Prosegui il brano qui sotto, tratto dal memoriale di Mario Mori sul dossier mafia-appalti, a partire dall'ultima frase riportata.

◆ **Brano fornito**
════════════════
Qualcosa/qualcuno spunta nella seconda puntata del Memoriale Mori

Seconda puntata degli scritti del Generale del Ros

La verità sul dossier mafia-appalti – Il memoriale di Mario Mori


27 Ottobre 2021
La verità sul dossier mafia-appalti – Il memoriale di Mario Mori
Molti mi imputano il fatto di non avere avvertito l’autorità giudiziaria competente del tentativo di convincere l’ex sindaco di Palermo alla collaborazione. Del tentativo ritenni di dovere rendere edotte alcune cariche istituzionali. La dott. Liliana Ferraro, stretta collaboratrice di Giovanni Falcone al ministero della Giustizia, ne fu informata nel corso del mese di giugno 1992, sino dai primi approcci tentati dal cap. De Donno col figlio del Ciancimino; il magistrato ne parlò a sua volta col ministro Claudio Martelli e con il dott. Borsellino. Nel luglio 1992 avvisai personalmente il segretario generale di palazzo Chigi, l’avv. Fernanda Contri, che comunicò la notizia al presidente del Consiglio dei Ministri, Giuliano Amato. Nell’ottobre successivo ne parlai ripetutamente all’on. Luciano Violante, nella sua qualità di presidente della Commissione Parlamentare Antimafia.
════════════════
Registrazioni del posizionamento dei punti:
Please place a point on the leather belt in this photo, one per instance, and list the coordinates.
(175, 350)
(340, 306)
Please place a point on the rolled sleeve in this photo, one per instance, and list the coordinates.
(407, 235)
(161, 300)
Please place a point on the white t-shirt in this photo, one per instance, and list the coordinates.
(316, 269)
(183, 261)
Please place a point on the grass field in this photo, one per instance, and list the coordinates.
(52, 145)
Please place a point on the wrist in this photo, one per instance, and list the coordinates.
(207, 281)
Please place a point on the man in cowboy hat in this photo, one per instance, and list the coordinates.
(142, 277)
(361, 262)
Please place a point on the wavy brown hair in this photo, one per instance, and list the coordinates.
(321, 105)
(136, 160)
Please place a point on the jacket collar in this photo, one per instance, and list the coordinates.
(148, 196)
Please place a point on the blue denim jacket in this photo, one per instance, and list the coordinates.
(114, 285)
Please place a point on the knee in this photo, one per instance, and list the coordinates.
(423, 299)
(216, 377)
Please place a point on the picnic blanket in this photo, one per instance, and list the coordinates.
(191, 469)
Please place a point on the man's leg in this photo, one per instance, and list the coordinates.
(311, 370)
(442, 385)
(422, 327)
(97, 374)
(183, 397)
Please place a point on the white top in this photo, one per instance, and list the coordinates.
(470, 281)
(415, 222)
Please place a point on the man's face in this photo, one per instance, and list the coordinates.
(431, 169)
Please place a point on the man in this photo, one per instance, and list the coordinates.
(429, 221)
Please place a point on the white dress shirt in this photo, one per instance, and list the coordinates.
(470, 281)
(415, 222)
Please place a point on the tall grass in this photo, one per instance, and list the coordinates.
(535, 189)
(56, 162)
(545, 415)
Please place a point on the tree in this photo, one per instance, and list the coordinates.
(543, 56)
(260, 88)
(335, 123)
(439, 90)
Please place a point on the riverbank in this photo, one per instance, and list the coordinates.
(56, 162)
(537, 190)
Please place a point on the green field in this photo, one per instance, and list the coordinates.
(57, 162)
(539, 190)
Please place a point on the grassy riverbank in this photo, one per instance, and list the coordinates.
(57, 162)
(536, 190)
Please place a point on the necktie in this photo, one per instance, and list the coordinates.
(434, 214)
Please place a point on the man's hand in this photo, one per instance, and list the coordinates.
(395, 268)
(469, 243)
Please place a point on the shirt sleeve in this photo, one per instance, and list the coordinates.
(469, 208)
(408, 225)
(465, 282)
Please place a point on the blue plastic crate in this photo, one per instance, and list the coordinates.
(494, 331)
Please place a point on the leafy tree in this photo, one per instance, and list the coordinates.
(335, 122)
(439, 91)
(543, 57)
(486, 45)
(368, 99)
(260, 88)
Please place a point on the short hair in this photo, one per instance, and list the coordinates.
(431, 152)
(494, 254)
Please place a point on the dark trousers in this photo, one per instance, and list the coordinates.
════════════════
◆ **Risposta seguente**
Tutti questi contatti hanno avuto conferme da parte degli interessati nei dibattimenti processuali che mi hanno riguardato. Le personalità qui citate rivestivano cariche istituzionali e avevano funzioni che mi consentivano di riferire loro notizie riservate sulle indagini che stavo svolgendo. Se qualcuno di costoro, peraltro, avesse ravvisato qualche comportamento illecito nel mio comportamento, avrebbe avuto l’autorità, anzi l’obbligo, di denunciarlo immediatamente ai miei superiori, ovvero alle autorità politiche da cui dipendeva la mia scala gerarchica, ma questo non avvenne. La mia scala gerarchica, per suo conto, sulle indagini svolte, così come previsto, eseguì successivamente un’indagine amministrativa che si concluse senza rilevare elementi censurabili nella mia condotta. Rimane però il fatto di non avere informato la Procura della Repubblica di Palermo per un tentativo certamente non di routine che prevedeva, per me e De Donno, e questo deve essere chiaro, anche significativi rischi personali, visto che ci eravamo presentati con i nostri nomi e le nostre funzioni ad una persona legata strettamente ai “corleonesi”, avendogli precisato, dopo i primi approcci, che il nostro intento finale era quello di ottenere la cattura dei latitanti mafiosi di spicco.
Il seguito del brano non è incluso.